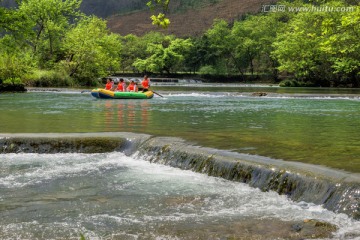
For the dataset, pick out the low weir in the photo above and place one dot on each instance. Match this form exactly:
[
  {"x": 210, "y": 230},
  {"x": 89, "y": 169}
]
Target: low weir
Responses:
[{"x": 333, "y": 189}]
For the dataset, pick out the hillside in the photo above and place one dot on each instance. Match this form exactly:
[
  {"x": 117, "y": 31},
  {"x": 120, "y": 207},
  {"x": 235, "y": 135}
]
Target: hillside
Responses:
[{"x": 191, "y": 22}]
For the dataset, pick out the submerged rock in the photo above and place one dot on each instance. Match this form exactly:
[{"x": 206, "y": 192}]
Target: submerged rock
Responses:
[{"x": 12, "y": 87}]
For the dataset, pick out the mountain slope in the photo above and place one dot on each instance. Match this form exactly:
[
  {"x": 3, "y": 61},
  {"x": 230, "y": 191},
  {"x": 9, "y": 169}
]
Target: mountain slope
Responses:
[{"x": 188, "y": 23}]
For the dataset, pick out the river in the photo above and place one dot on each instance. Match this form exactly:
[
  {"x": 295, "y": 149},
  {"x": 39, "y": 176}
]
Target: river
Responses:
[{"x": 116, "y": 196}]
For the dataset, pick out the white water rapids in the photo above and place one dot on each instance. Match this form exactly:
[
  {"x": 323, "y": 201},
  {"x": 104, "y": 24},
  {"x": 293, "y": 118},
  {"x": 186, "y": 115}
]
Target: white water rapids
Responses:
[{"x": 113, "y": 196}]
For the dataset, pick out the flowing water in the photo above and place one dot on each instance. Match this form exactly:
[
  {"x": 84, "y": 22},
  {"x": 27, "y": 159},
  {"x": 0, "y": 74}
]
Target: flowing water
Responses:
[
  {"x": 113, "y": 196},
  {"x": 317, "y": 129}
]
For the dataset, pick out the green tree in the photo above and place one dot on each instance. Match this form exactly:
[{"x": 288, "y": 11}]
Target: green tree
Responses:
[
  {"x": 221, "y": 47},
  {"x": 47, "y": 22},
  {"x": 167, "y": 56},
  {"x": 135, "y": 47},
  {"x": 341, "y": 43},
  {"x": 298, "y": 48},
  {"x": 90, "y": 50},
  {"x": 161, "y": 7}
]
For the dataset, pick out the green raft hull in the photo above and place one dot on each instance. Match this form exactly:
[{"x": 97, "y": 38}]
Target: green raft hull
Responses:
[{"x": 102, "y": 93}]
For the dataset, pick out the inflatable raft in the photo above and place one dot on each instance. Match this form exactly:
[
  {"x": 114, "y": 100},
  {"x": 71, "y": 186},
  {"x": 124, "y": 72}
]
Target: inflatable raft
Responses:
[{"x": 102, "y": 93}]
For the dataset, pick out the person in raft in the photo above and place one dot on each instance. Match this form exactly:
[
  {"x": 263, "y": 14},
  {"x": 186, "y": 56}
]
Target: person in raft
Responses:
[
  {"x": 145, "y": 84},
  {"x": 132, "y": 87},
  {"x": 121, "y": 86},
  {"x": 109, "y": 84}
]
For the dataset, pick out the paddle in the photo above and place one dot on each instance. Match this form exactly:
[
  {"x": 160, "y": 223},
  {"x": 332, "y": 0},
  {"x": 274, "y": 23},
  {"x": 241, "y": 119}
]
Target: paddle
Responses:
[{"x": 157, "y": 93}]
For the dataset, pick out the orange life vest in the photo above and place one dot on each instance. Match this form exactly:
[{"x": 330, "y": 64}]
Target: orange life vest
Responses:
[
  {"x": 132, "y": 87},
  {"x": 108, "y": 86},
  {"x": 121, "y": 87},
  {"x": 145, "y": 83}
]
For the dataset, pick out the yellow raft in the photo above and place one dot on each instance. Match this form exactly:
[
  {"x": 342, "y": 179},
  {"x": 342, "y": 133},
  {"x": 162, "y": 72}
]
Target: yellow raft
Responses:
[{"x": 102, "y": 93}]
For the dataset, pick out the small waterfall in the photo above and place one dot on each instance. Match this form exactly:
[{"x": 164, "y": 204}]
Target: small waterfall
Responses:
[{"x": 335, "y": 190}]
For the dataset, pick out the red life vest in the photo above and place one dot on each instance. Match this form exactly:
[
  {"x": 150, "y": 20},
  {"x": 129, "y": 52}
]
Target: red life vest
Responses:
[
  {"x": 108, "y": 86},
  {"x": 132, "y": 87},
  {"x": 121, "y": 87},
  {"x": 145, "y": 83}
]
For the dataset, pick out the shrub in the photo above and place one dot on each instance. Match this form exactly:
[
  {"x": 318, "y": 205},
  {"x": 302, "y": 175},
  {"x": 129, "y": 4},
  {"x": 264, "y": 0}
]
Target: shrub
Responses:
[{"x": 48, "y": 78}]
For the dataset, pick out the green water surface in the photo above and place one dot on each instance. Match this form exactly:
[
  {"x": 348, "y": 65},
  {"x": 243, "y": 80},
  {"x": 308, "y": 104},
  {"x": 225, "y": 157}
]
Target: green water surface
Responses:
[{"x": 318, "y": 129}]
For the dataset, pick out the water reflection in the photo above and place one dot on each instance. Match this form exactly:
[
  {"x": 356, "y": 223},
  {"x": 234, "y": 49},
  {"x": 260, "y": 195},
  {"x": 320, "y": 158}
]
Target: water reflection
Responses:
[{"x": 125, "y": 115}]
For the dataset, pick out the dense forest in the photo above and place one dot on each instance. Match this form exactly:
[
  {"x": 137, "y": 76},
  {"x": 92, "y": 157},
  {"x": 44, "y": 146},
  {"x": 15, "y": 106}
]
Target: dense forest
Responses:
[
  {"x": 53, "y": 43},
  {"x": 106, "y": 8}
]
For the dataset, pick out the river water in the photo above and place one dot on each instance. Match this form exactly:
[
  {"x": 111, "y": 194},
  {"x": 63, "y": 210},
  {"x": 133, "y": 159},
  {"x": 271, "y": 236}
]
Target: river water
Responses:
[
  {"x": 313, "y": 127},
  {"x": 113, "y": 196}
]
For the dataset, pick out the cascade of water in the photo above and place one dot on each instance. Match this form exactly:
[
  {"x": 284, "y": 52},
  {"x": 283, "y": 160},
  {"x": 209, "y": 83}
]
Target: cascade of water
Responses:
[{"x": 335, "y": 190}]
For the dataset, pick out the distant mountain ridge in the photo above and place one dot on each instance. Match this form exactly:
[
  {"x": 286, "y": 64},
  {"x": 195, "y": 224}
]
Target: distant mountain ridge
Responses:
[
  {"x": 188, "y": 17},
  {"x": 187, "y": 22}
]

------------------------------------

#### [REQUIRED WORK]
Which lines of the records above hold the word "slope"? Copy each one out.

#### [REPLY TO THE TASK]
For the dataset, pick out the mountain slope in the photo above and place one dot on each instance. Match this form exactly:
Target: mountain slope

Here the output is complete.